* _Source passage_
=== Section Start ===
On the one-year anniversary of the death of GVSU student Shane Peoples-Welch, consider dropping in on student-sponsored events in his memory


One year. That’s how long it has been.

Some students, faculty or staff at Grand Valley State University may have forgotten, but for the family and friends of Shane Peoples-Welch, his memory is far from gone. Last year, the 21-year-old public administration major died suddenly from hypertrophic cardiomyopathy (an enlarged heart) while playing basketball with friends at the on-campus Recreation Center, blind siding the campus community.

The doctor who performed the autopsy said that not only is the condition one of the leading causes of death in athletes but it has no visible symptoms which makes prevention and detection nearly impossible.

We do not boast the ability to even approximate in words the trails of heart that Shane’s loved ones have traversed this past year, but despite how isolated that kind of governing grief can make a person feel, they should know that his memory is not lost to the campus.
=== Section End ===
Spatial localization data
=== Section Start ===
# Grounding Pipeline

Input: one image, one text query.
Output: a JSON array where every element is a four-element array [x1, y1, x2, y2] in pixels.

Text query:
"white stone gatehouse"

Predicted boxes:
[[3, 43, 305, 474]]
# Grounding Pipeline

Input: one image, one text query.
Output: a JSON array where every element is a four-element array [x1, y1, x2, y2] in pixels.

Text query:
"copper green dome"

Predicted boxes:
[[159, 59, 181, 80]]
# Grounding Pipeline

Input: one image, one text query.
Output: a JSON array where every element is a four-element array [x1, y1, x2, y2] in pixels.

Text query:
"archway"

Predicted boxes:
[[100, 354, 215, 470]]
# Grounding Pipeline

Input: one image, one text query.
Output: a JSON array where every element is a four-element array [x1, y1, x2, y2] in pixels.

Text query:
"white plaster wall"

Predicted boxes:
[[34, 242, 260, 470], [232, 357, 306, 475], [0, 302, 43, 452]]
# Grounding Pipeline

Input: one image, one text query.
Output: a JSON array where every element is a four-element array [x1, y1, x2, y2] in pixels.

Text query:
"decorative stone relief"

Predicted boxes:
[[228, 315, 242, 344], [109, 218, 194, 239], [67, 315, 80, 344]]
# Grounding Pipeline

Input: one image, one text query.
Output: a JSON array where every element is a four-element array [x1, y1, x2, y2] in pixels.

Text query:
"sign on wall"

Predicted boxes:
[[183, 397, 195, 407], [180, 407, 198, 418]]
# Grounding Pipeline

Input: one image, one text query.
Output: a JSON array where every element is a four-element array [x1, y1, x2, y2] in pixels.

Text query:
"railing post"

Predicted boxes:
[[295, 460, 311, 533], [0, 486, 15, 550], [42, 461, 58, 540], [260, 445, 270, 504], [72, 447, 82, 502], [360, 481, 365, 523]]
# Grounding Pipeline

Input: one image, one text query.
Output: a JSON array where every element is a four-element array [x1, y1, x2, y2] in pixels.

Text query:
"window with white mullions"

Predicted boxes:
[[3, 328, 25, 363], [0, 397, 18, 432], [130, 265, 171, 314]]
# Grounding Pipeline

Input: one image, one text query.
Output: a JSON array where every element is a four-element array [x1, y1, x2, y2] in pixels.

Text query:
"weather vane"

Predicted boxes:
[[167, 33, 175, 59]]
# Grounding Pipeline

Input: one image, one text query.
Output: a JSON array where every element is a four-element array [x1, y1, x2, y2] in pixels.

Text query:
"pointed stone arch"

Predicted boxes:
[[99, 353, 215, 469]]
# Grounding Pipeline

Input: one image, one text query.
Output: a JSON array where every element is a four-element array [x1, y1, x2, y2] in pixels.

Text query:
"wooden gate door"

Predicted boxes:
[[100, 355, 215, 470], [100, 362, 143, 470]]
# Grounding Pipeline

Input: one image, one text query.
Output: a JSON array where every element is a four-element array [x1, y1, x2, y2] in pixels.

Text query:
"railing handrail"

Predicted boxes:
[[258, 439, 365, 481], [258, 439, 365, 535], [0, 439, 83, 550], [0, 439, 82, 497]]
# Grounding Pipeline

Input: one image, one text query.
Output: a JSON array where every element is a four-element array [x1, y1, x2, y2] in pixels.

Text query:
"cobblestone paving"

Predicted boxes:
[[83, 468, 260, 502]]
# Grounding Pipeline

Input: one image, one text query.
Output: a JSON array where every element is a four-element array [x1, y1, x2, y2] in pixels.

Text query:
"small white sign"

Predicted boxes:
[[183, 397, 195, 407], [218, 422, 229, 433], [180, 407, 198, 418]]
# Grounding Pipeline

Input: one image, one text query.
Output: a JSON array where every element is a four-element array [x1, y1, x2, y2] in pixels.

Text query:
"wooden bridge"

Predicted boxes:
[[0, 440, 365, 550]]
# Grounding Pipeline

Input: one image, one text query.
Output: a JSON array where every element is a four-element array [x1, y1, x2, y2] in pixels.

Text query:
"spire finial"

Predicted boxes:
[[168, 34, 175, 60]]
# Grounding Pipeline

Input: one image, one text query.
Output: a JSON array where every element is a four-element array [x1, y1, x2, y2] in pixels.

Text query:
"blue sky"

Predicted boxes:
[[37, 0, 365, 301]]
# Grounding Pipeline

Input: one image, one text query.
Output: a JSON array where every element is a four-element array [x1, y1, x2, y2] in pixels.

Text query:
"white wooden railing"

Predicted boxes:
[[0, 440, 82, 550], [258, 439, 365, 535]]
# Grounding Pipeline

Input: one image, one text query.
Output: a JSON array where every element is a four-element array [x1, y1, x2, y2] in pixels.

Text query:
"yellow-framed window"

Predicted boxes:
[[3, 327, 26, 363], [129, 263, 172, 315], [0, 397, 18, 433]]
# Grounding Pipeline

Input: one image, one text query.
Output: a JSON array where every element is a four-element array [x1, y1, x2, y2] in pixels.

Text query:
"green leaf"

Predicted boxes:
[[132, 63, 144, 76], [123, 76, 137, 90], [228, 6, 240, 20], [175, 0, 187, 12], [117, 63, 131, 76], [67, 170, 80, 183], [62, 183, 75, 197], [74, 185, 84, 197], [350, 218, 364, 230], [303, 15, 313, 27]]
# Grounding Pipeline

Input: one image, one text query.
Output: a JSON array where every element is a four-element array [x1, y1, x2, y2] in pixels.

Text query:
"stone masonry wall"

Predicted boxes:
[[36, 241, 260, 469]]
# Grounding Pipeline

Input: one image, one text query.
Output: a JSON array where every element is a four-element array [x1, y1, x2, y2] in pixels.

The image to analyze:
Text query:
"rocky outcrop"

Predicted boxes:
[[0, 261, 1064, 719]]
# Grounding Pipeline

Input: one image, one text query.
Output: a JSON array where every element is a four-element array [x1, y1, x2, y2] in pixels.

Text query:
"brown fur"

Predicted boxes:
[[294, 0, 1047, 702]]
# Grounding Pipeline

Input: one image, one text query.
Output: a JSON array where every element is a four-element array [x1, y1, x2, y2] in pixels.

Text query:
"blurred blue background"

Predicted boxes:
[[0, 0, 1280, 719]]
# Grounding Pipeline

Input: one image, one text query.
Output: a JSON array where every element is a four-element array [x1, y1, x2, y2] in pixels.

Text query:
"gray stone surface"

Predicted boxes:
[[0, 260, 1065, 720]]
=== Section End ===
* _What is being asked_
Continue the editorial on the anniversary of Shane Peoples-Welch's death from where it stops.

* _Solved exercise_
On Oct. 18, GVSU’s NAACP Student Chapter in conjuction with the Black Leaders Aspiring for Critical Knowledge, will be putting on events to honor Shane’s memory. First, the NAACP will lead a Heart Walk at 9 a.m. at Rosa Parks Circle, while the Black Leaders Aspiring for Critical Knowledge is putting on a five-on-five basketball tournament the same day from 5-8 p.m at the Campus Recreation Center. Anyone can join, and proceeds of the tournament will go toward a scholarship fund that will be set in Shane’s name.

With midterms upon us, it’s easy to bury our heads in our books and let our stressors consume us, but it’s equally as simple to take a few moments to aid in the healing of our peers. A strong support system is cruicial to healing, and students who can participate in these events should try not to think of the time they spend there as adding to the chaos in their own lives, but instead, mending the brokenness in the lives of others.